**REQUEST:**
Reproduce every one of the records below line for line, leaving the pictures out.

Records from a collection:
===============

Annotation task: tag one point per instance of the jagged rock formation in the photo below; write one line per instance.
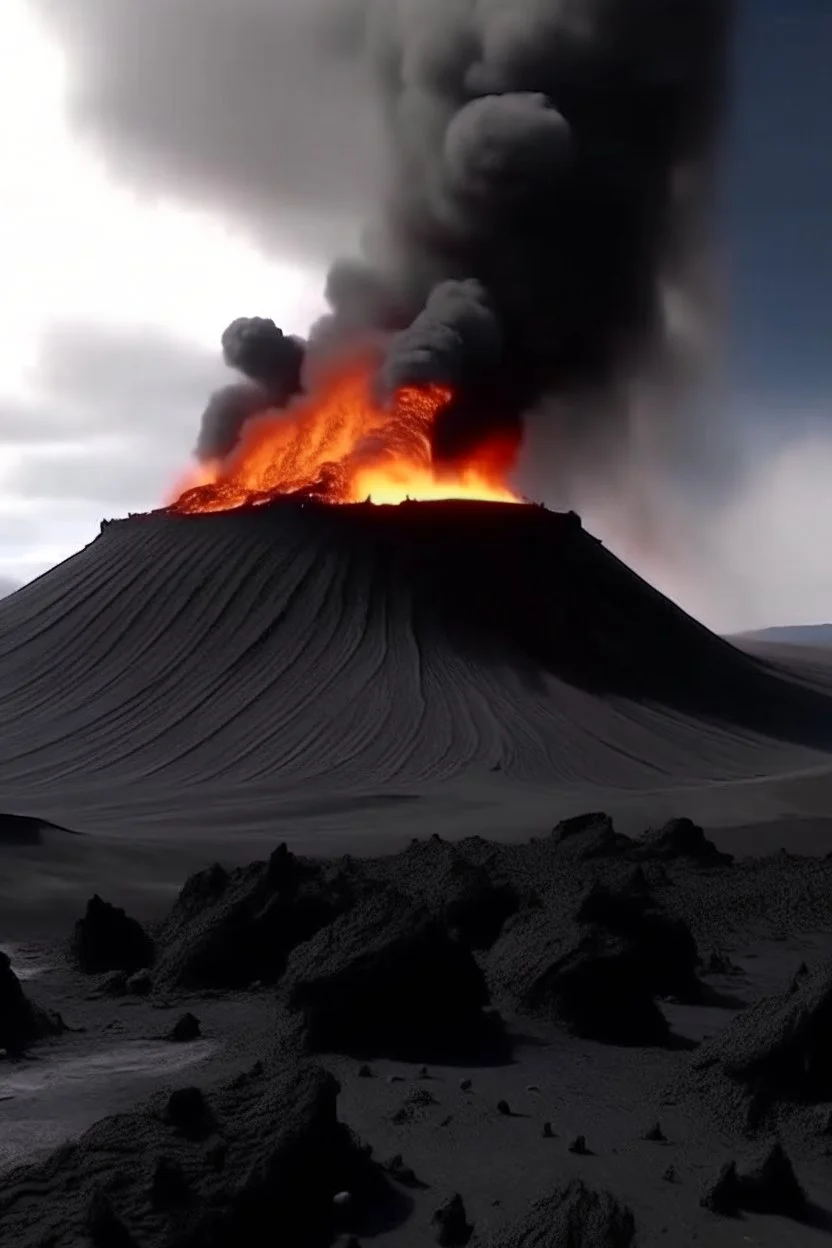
(600, 972)
(775, 1055)
(230, 930)
(386, 979)
(21, 1022)
(681, 839)
(571, 1217)
(106, 939)
(769, 1186)
(267, 1163)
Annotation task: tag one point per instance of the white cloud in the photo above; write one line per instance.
(111, 312)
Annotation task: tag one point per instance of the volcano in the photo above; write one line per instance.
(246, 667)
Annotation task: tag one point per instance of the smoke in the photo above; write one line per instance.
(543, 224)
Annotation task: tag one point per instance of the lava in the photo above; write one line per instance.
(339, 444)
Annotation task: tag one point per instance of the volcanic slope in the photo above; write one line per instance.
(240, 668)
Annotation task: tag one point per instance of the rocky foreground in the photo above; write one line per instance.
(584, 950)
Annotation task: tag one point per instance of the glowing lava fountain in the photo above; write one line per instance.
(342, 446)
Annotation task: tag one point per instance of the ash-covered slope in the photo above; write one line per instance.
(232, 660)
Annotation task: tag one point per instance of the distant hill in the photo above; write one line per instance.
(795, 634)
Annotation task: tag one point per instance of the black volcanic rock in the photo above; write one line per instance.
(681, 839)
(232, 930)
(285, 1158)
(21, 1022)
(773, 1055)
(186, 1030)
(590, 835)
(769, 1186)
(107, 940)
(450, 1224)
(387, 980)
(600, 971)
(571, 1217)
(478, 909)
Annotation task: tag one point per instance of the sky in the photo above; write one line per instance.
(137, 174)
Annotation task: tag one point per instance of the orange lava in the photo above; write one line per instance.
(341, 446)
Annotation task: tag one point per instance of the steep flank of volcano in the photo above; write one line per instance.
(366, 648)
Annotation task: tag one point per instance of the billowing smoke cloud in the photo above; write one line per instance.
(272, 362)
(548, 186)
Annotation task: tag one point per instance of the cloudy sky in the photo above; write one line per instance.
(141, 155)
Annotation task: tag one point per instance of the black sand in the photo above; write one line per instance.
(197, 690)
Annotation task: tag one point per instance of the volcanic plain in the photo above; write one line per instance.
(406, 875)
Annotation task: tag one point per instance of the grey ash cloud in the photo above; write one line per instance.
(545, 179)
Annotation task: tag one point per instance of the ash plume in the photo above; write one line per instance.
(549, 177)
(272, 363)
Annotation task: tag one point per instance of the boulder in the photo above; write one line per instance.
(107, 940)
(573, 1217)
(21, 1022)
(387, 980)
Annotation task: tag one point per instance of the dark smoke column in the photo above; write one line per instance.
(549, 184)
(271, 361)
(550, 177)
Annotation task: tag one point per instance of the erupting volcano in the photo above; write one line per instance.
(343, 444)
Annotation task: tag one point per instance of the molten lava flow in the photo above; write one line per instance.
(342, 446)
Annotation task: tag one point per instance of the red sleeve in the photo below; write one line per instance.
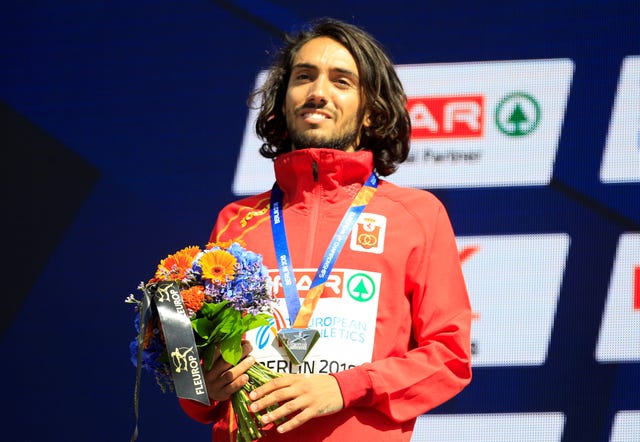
(438, 367)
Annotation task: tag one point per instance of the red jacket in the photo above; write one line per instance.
(401, 258)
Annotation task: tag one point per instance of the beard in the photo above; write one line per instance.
(343, 140)
(339, 142)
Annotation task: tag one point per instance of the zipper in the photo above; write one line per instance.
(314, 216)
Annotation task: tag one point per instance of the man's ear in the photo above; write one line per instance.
(366, 120)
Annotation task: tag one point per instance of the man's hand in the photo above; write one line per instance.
(224, 379)
(301, 397)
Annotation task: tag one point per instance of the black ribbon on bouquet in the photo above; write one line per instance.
(186, 371)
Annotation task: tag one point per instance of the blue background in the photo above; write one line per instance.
(121, 124)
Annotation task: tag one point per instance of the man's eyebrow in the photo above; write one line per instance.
(312, 66)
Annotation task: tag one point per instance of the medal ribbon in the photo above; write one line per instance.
(300, 315)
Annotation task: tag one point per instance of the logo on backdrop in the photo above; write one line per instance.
(474, 125)
(523, 427)
(514, 285)
(621, 158)
(517, 114)
(619, 338)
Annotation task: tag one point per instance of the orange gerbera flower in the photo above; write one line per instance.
(174, 267)
(193, 297)
(218, 265)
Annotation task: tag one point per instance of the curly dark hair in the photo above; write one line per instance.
(383, 95)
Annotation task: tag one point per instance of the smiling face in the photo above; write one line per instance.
(323, 106)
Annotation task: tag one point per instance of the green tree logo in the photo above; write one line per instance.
(517, 114)
(361, 287)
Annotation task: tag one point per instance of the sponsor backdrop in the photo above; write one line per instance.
(125, 129)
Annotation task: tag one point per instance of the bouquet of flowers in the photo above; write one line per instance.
(224, 291)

===============

**CORRECT RESPONSE:**
Annotation task: tag one point per instance of the jagged rock formation in the photo below; write one line per instance.
(600, 972)
(775, 1055)
(230, 930)
(386, 979)
(21, 1022)
(681, 839)
(571, 1217)
(106, 939)
(769, 1186)
(267, 1163)
Annotation task: tag one point per instance of the white cloud in the photo above; write one line per instance.
(111, 312)
Annotation task: tag one point per instance of the volcano in the photo above; write one line per instance.
(246, 667)
Annotation task: tag one point per instance of the smoke in the photo above; write one line per instance.
(543, 224)
Annotation task: tag one point per instance of the lava in the photo above; write one line per instance.
(339, 444)
Annotation task: tag one point per instance of the volcanic slope in the photo above; write one line per instance.
(240, 668)
Annotation task: tag one point per instance of the rocky foreground in the photo above; write one line per instance.
(584, 950)
Annotation task: tag one point per instance of the glowing lava fountain in the photo above; write one line per instance.
(342, 446)
Annotation task: tag one point per instance of the ash-covered slope in the photo above; write one line per instance.
(232, 660)
Annotation task: tag one point per instance of the distant hill in the photo above; write one line per instance.
(795, 634)
Annotation task: tag one point per instance of the black volcanic rock in the photo above; write one line per instance.
(681, 839)
(232, 930)
(285, 1158)
(21, 1022)
(773, 1055)
(186, 1030)
(590, 835)
(769, 1186)
(107, 940)
(450, 1224)
(387, 980)
(600, 971)
(571, 1217)
(478, 909)
Annotation task: tag one point per instance of the sky in the photo above; write one line per instance.
(137, 174)
Annotation task: tag one point per instance of the orange lava in the photo above; write one line per instance.
(341, 446)
Annotation task: tag one point per instance of the steep flank of volcano in the photo above; write one line per instance.
(366, 648)
Annotation task: tag one point per instance of the billowing smoke cloud in the photo above; write one line per instance.
(272, 362)
(548, 186)
Annotation task: tag one point per instance of the cloudy sky in the photo above; write one line per instance.
(141, 155)
Annotation task: tag one point per instance of the black sand in the photo above; write one line per instance.
(197, 690)
Annotation task: tag one point per instance of the volcanic plain in the photo above; write one line per instance.
(406, 875)
Annotation task: tag one point per instance of the grey ash cloud in the photo above; write one line per instance.
(545, 179)
Annotation task: tag one point per instance of the ash plume in the photo above; write one line per instance.
(549, 177)
(272, 363)
Annotation task: tag one point per instance of the boulder in the photo above; write one line per instance.
(107, 940)
(573, 1217)
(21, 1022)
(387, 980)
Annotation task: tag one point per instance of the dark smoke column in the photo above; write one line per instance.
(549, 184)
(271, 361)
(550, 177)
Annotation task: tag one point per instance of the erupting volcano in the photo above; write one line per instance.
(343, 444)
Annotation task: tag one point per instance of the molten lava flow in the photo above; write one line per instance.
(342, 446)
Annotation task: tag one point per instance of the red sleeve in the photo below; write one line per instance.
(438, 367)
Annotation task: tag one point per instance of the red jacket in the photo above; write one line per instance.
(401, 258)
Annotation task: tag one point per instance of the beard in the photo above; write one line per instance.
(343, 140)
(339, 142)
Annotation task: tag one point per instance of the zipper in the photo above; write one line per instance.
(314, 216)
Annotation task: tag one point per instance of the man's ear in the photo above; write one line per instance.
(366, 120)
Annotation task: tag one point per instance of the man's hand in the photo above; write one line per instance.
(224, 379)
(301, 397)
Annotation task: tag one point per instance of the black ribbon on bouquet in the photo above; write one line per instance.
(186, 371)
Annotation task: tag one point per instance of the blue background in the photo above; write one line per instance.
(121, 124)
Annotation task: tag one point per instance of the man's eyebrow in the photo above; write one line per instance.
(312, 66)
Annotation task: tag one point per instance of the medal ribbon in the photo above; write one line per instance.
(300, 315)
Annotation task: tag one point per instance of the logo on backdrop in the photo above; write one line per instance.
(474, 125)
(523, 427)
(514, 285)
(621, 158)
(517, 114)
(619, 338)
Annotation task: tag one point per instance of the orange gerbera flower in the photo above; write one line per instance.
(174, 267)
(193, 297)
(218, 265)
Annotation task: tag one point per instance of the curly dark hair in the photo above; write one line per instance.
(383, 95)
Annotation task: tag one point per instance of the smiling face in the photo above; write one line per instance.
(323, 106)
Annotation task: tag one point per instance of the green tree logo in the photo above; write one line per instance.
(517, 114)
(361, 287)
Annotation task: tag one point per instance of the sponsor backdrop in the photo above; write one line per instance.
(125, 129)
Annotation task: tag one point per instance of the bouquet of flowers in the photo above; write one line per instance.
(224, 291)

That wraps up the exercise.